▸ **WORK TASK**: Please pick out every line of the data below that contains the string "positive", matching case exactly, and copy each one.

▸ **MATERIAL SHOWN**:
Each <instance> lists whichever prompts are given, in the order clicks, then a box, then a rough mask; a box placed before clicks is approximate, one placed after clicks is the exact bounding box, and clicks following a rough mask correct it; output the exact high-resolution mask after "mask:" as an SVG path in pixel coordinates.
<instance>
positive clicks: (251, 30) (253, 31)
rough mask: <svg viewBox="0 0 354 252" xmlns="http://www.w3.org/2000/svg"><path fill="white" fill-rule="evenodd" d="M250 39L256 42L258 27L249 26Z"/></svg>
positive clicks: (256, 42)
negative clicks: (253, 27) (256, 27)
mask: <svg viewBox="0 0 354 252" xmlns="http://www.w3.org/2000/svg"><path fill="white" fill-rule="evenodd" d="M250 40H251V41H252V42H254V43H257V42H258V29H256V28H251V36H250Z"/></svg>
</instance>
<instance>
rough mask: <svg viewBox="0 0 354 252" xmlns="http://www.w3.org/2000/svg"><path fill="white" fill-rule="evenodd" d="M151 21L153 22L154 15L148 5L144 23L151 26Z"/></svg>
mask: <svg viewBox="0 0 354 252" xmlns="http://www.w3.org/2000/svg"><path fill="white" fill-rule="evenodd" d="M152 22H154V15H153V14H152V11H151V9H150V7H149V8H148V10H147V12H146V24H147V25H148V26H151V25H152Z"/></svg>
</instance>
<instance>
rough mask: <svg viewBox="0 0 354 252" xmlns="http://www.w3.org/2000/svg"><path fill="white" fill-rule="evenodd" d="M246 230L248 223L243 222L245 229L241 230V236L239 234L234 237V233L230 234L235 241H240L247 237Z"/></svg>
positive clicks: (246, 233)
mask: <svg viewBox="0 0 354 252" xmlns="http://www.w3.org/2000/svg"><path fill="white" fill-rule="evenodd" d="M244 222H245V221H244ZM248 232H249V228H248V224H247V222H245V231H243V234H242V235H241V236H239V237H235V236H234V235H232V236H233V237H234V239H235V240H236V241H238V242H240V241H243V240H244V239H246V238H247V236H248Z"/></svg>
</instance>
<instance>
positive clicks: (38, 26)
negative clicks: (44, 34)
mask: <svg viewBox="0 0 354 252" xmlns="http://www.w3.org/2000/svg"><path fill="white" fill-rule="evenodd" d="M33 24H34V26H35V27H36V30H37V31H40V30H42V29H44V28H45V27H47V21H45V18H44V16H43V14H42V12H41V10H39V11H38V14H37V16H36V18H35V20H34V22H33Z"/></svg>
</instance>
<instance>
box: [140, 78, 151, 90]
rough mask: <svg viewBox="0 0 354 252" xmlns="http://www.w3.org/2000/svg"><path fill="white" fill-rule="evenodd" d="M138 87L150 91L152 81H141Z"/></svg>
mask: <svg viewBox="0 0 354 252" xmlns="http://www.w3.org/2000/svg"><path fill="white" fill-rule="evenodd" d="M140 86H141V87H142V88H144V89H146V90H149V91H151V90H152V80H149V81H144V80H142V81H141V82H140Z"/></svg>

▸ **ANSWER TO THIS EXERCISE**:
positive clicks: (251, 30) (253, 31)
positive clicks: (256, 42)
positive clicks: (246, 233)
positive clicks: (38, 26)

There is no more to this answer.